» **GOAL OF THE EXERCISE**
Repeat every row below word for word, leaving each line unaltered.

» **Pointing entries for named objects**
· · · ·

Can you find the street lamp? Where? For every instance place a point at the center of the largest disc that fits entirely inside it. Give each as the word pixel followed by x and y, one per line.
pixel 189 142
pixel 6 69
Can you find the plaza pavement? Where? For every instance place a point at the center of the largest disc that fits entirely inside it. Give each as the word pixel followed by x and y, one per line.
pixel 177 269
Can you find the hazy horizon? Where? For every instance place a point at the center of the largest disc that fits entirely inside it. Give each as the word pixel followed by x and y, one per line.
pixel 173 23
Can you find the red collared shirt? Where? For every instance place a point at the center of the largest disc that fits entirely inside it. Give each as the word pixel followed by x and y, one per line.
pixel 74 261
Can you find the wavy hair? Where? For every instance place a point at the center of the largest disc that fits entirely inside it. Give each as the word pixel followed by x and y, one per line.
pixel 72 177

· · · ·

» **RESPONSE TO THIS EXERCISE**
Can you find the street lamp? Where? For every instance place a point at the center of the largest disc that fits entirely inside it. Give each as the word pixel followed by x and y, one per line.
pixel 189 142
pixel 6 69
Can you find the plaza pavement? Where? For every instance place a point at the center of the largest disc that fits entirely inside it. Give each as the word pixel followed by x and y, one per line.
pixel 177 269
Can you find the hazy horizon? Where? For every instance place a point at the center of the largest disc that fits entirely inside it. Give each as the word pixel followed by x and y, one per line.
pixel 173 23
Can you find the red collared shirt? Where? For every instance place a point at the center of the largest disc that fits entirely inside it. Give each as the word pixel followed by x and y, one per line.
pixel 74 261
Can you find the wavy hair? Where? For every instance place a point at the center of the largest disc that fits entirely inside it. Give each as the word pixel followed by x and y, one per line.
pixel 72 177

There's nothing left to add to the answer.